- _Task details_:
Copy every one of the rows below word for word, changing no character.
###
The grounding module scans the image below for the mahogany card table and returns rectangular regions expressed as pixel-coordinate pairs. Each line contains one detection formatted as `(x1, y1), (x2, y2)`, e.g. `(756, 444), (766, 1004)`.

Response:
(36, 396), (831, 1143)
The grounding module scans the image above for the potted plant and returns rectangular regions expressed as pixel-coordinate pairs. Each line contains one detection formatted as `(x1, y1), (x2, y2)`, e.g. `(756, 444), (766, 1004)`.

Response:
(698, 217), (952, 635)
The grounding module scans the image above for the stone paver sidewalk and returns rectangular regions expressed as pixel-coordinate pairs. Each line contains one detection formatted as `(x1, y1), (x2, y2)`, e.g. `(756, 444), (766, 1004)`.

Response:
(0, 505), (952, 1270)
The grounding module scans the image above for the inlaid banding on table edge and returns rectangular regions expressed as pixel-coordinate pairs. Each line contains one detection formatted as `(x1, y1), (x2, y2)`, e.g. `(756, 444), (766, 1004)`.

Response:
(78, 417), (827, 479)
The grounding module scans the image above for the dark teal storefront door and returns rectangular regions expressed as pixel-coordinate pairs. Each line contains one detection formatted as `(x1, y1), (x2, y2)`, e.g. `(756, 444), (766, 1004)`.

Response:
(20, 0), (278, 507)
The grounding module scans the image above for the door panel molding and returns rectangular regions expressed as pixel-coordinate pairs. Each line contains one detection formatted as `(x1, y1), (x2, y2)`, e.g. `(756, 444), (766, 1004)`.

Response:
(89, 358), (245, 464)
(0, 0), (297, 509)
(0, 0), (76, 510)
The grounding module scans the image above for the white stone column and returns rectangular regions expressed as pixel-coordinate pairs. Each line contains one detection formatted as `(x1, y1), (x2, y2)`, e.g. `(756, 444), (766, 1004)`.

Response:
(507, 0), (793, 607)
###
- _Complete output_:
The grounding module scans the image below for the mahogany card table and returns rectangular regions expressed as pixel-coordinate pairs. Each line contains one detection formatted as `(x1, y1), (x2, y2)`, e.g. `(756, 444), (766, 1004)`.

Response:
(36, 396), (831, 1143)
The grounding module scans the image above for the potted plant and returns rectangular regions expressed as pixel-coordinate pairs. Each line contains one detection formatted as `(x1, y1), (x2, y2)`, e.g. `(756, 444), (766, 1004)`.

Response:
(698, 217), (952, 635)
The grounding module scans the image above for the stone paver sidewalk and returns rectangular regions expressed as pixel-coordinate pairs. Each line contains one detection formatted as `(x1, y1), (x2, y2)`, e.g. `(756, 444), (766, 1004)`.

Response:
(0, 505), (952, 1270)
The grounding module scans the image above for the inlaid banding on table edge and returns rectangular regions expressed as pixel-coordinate pairs. Each line contains one detection formatted as `(x1, y1), (x2, y2)`, e.g. `(756, 444), (766, 1004)`.

Response:
(78, 417), (827, 479)
The grounding module scans the image above for the dark teal storefront door and returns rectangular regions expressed as pixel-coordinate pairs. Each line contains one detection formatted as `(x1, y1), (x2, y2)`, e.g. `(756, 444), (766, 1004)`.

Response:
(20, 0), (278, 507)
The grounding module scans the image above for the door panel molding and returns rectangular regions expressed as pixel-coordinate pairs. Each line contains one detection formatted as `(x1, y1), (x2, y2)`, e.g. `(756, 444), (766, 1004)`.

Response:
(89, 358), (245, 464)
(0, 0), (297, 509)
(0, 0), (76, 510)
The grounding module scans the image above for the white stone column and returns rectangular regions expressed as pixel-coordinate pairs. Each line contains one detection formatted as `(x1, y1), (x2, y2)`, e.g. `(756, 444), (766, 1004)`.

Response:
(507, 0), (793, 607)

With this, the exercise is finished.